*EXTRACTED ENTRIES*

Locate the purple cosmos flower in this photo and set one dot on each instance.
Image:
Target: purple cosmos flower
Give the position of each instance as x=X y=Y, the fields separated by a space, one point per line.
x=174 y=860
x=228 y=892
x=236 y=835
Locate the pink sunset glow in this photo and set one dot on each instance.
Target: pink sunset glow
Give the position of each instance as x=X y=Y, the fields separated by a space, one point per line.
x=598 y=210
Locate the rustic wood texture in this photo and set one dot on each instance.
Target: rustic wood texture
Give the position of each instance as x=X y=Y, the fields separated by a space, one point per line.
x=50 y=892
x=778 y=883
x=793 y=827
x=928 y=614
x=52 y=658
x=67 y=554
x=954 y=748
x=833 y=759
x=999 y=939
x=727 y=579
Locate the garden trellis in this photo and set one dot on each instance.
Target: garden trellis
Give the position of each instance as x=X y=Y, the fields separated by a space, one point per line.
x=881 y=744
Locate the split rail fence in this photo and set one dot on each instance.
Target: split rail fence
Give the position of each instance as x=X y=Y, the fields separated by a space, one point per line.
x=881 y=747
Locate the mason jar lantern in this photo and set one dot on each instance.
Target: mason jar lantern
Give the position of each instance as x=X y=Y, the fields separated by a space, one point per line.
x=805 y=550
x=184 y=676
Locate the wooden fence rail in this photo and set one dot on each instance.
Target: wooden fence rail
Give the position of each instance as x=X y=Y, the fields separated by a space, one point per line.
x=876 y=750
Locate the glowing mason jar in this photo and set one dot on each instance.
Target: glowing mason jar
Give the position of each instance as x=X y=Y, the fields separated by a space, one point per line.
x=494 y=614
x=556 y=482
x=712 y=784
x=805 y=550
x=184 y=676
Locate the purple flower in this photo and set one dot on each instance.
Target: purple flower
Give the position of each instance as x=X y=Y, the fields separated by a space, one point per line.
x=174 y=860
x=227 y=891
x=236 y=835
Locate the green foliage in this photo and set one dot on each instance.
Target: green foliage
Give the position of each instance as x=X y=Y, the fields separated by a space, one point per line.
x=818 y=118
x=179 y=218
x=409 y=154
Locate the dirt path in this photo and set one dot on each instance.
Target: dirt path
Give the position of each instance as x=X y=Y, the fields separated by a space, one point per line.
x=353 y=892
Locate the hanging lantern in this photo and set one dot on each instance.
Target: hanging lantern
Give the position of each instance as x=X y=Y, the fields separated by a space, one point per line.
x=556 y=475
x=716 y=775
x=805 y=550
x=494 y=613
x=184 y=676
==
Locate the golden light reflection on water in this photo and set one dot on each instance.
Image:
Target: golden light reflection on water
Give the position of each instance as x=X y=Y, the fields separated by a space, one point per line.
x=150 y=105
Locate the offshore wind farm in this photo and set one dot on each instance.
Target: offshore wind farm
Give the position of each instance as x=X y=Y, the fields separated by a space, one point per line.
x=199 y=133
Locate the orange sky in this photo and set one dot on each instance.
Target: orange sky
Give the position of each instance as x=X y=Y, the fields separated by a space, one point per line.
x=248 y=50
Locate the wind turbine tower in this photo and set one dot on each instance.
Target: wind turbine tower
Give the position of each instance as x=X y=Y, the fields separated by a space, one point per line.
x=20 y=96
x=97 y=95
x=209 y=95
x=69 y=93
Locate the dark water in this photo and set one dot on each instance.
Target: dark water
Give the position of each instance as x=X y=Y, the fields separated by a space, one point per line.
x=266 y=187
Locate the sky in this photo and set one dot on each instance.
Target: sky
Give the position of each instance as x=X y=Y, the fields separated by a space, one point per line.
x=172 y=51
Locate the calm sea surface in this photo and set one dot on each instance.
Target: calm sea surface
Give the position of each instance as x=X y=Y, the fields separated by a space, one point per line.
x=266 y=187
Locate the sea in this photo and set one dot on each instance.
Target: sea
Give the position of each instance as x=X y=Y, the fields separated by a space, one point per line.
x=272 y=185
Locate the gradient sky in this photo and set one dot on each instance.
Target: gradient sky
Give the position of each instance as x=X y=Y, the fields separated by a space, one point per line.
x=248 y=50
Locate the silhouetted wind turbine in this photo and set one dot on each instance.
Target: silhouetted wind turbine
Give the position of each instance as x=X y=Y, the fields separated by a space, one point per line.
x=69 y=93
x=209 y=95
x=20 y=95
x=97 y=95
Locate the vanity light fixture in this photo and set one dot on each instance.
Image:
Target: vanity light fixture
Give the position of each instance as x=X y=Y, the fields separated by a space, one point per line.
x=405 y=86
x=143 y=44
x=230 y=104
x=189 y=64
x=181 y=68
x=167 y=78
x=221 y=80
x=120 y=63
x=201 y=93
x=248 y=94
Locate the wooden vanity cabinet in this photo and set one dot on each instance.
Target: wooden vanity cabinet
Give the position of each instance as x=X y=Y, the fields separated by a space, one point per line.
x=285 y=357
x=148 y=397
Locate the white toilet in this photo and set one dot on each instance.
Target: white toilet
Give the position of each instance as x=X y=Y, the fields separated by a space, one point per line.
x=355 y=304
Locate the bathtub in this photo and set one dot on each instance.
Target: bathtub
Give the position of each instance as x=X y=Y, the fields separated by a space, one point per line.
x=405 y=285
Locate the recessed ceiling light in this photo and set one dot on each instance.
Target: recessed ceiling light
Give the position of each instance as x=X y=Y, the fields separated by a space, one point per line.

*EXERCISE GOAL*
In the part that opens with the line containing "Locate the mason" and closes with the line containing "x=409 y=154", switch "foliage" to "leaves" and give those lines again with nothing else changed.

*SOLUTION FOR THIS TASK*
Locate the mason jar lantern in this photo and set one dot on each instance.
Target: mason jar lantern
Give the position of each instance as x=X y=Y, the fields separated by a space, one point per line.
x=805 y=550
x=184 y=676
Locate the wooden fence rail in this photo and set one dot on each instance.
Target: wooden fence rail
Give the position of each instance as x=X y=Y, the fields separated by a space, one point per line.
x=876 y=750
Locate the glowing mason jar in this photo and set one dot on each instance.
Target: glowing mason jar
Give the position of each instance as x=X y=Y, the fields separated by a space, one point per line.
x=494 y=614
x=556 y=482
x=712 y=784
x=805 y=550
x=184 y=676
Locate the purple flower in this photo and set one dot on each instance.
Target: purple flower
Give the position of each instance as x=X y=Y, the fields separated by a space, one point per line.
x=174 y=860
x=227 y=891
x=236 y=835
Locate the green leaves in this photo and set one dot on each instance.
Target: green leaves
Give the position of each instance as x=X y=Y, the fields separated by a space, one point per line.
x=818 y=118
x=179 y=218
x=409 y=154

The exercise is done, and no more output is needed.